◆ Provided passage:
--
Blackmun has also focused on the impact of the Court's decisions on the poor. Although one of his early opinions, United States v. Kras (1973), upheld a fifty-dollar filing fee in bankruptcy cases in part because paying the fee in installments would result in weekly payments "less than the price of a movie and little more than the cost of a pack or two of cigarettes," Blackmun recently has exhibited more understanding of the plight of the poor. In addition to the concerns articulated in the commercial speech cases, he dissented from the Court's decision in Beal v. Doe (1977) to approve a ban on the use of Medicaid funds for nontherapeutic abortions, characterizing the majority's assumption that alternative funding sources for abortions are available to indigent women as "disingenuous and alarming, almost reminiscent of: "Let them eat cake." Again, he contrasted the actual impact of the Court's ruling with its abstract, formalistic approach: "There is another world 'out there,' the existence of which the Court, I suspect, either chooses to ignore or fears to recognize."
Finally, Blackmun has spoken on behalf of racial minorities and the institutionalized. He has consistently voted to uphold affirmative action plans, concluding in his seperate opinion in Bakke that " in order to get beyond racism, we must first take account of race." In Youngberg v. Romeo (1982) his concurring opinion argued that involuntarily commited retarded persons are entitled to treatment as well as care. "For many mentally retarded people," he reasoned, "the difference between the capacity to do things for themselves within an institution and total dependence on the institution for all their needs is as much liberty as they ever will know." His dissent in Bailey criticized the majority's "impeccable exercise in undisputed general principles and technical legalism" and argued that the scope of the duress defense available in prison escape cases must instead be evaluated in light of the "stark truth" of the "shocking" conditions of prison life.
--
◆ Given entries:
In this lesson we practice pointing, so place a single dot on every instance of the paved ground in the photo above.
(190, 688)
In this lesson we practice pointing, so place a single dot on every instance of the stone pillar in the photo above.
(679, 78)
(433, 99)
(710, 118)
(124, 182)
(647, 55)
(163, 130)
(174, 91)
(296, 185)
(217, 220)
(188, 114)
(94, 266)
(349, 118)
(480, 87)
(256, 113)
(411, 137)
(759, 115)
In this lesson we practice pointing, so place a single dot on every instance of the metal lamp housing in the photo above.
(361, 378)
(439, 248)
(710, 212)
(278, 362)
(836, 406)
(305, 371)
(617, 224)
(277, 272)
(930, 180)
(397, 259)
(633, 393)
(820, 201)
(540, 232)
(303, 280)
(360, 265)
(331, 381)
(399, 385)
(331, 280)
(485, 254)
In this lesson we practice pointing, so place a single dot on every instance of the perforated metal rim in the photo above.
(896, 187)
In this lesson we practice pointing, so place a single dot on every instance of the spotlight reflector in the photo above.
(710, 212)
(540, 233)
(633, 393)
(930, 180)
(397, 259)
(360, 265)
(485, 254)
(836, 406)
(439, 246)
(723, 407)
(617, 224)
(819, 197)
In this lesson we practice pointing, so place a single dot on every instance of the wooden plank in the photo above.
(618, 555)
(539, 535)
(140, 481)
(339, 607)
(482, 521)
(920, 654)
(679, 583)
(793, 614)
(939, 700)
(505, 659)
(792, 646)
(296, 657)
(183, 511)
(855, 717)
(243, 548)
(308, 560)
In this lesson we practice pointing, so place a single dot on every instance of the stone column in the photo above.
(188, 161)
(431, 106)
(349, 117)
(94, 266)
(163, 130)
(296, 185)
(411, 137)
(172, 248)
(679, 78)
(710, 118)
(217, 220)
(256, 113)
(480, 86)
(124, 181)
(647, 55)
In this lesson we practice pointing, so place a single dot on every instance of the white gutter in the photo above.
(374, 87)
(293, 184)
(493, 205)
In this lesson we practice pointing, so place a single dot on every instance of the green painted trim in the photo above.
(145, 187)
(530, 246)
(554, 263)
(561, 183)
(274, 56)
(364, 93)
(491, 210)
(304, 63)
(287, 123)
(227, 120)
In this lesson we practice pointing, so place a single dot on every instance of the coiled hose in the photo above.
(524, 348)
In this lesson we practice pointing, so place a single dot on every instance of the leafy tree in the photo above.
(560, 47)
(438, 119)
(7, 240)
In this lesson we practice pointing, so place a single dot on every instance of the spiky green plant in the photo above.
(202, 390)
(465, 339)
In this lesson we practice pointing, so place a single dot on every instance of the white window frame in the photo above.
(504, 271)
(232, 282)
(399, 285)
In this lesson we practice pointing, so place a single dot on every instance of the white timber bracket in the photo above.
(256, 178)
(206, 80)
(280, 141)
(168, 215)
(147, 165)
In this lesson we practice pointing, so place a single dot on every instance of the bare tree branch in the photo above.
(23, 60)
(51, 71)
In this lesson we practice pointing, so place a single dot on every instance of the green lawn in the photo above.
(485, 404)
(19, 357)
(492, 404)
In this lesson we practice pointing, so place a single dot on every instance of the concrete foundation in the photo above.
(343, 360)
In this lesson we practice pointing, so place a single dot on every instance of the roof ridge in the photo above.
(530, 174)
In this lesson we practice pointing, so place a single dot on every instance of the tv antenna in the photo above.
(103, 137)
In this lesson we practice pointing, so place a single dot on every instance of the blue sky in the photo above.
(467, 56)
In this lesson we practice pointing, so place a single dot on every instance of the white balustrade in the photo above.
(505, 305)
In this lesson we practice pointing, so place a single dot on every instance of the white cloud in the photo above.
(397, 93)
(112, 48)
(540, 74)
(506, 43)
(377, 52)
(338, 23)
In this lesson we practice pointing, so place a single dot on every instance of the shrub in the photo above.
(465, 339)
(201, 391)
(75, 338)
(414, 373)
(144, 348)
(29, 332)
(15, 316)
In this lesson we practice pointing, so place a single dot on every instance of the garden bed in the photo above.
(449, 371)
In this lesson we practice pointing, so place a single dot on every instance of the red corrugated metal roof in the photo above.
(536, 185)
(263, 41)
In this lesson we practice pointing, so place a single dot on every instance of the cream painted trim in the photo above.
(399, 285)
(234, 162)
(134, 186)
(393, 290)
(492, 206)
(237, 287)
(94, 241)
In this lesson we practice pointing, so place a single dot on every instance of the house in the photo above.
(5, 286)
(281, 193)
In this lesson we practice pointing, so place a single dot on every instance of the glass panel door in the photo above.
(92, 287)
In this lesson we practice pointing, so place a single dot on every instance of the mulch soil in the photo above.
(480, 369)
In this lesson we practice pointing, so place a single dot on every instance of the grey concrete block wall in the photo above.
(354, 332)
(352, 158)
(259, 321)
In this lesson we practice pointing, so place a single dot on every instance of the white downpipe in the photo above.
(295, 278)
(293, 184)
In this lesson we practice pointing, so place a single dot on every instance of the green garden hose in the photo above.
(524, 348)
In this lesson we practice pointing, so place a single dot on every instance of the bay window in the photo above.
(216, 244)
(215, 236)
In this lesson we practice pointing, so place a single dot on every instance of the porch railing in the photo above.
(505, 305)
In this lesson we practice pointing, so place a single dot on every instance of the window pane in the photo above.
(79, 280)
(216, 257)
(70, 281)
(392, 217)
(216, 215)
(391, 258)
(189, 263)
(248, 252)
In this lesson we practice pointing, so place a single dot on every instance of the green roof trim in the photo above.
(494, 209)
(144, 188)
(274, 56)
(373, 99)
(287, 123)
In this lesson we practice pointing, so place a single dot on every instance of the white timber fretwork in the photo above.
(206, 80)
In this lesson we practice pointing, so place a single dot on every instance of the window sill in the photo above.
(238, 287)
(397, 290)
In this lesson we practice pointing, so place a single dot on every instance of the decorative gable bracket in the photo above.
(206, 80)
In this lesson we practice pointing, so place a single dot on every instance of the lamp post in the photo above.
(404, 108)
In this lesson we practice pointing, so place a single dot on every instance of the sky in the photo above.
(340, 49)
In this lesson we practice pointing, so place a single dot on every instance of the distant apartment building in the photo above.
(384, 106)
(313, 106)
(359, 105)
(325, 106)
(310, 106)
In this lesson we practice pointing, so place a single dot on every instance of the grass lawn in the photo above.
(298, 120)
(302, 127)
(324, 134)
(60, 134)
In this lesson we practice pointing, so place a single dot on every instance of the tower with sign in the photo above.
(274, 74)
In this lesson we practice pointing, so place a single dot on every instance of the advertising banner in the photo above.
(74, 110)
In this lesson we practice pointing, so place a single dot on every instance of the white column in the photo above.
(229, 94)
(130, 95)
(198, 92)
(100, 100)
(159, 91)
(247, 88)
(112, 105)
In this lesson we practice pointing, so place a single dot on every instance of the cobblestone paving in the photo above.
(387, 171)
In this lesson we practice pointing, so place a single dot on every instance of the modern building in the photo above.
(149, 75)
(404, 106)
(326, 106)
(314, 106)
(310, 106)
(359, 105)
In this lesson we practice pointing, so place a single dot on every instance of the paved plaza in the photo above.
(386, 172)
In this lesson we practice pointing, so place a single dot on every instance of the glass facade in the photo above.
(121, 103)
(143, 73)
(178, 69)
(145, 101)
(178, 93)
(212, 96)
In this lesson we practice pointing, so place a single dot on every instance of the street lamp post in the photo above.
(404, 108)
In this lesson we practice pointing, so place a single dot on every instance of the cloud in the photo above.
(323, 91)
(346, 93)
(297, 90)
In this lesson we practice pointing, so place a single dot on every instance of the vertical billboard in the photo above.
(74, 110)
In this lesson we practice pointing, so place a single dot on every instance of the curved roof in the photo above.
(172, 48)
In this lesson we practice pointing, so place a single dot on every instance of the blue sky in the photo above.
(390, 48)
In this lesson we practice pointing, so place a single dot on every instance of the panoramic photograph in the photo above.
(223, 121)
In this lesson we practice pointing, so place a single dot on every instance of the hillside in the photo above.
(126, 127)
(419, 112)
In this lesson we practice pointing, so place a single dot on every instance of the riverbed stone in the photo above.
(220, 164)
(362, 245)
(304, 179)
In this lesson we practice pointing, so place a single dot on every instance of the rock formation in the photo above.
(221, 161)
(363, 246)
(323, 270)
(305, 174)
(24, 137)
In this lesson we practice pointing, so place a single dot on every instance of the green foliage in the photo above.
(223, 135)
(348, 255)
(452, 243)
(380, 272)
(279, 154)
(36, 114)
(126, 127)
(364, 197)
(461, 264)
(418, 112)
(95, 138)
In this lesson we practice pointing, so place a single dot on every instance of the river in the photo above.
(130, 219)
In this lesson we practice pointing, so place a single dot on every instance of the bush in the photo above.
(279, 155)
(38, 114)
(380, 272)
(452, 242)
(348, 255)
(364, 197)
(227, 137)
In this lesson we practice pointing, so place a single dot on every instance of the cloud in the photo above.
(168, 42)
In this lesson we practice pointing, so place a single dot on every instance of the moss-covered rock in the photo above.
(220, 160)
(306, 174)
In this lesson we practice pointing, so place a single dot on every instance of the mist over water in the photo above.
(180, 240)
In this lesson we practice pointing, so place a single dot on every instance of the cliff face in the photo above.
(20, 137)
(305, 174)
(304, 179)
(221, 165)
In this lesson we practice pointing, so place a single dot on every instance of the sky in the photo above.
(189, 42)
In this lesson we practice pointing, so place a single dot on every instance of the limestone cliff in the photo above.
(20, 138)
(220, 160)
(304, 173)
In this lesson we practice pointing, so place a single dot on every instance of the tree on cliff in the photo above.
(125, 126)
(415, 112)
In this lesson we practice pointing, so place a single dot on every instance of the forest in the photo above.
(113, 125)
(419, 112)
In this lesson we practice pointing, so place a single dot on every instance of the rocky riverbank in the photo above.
--
Answer these questions from the passage about Blackmun, each answer on its own line marked to match.
(a) What fee did Blackmun's opinion in United States v. Kras (1973) uphold, and in what kind of cases?
(b) In Beal v. Doe (1977), what ban did the Court approve?
(c) In which case did Blackmun's dissent criticize the majority's "impeccable exercise in undisputed general principles and technical legalism"?

(a) A fifty-dollar filing fee in bankruptcy cases.
(b) A ban on the use of Medicaid funds for nontherapeutic abortions.
(c) Bailey.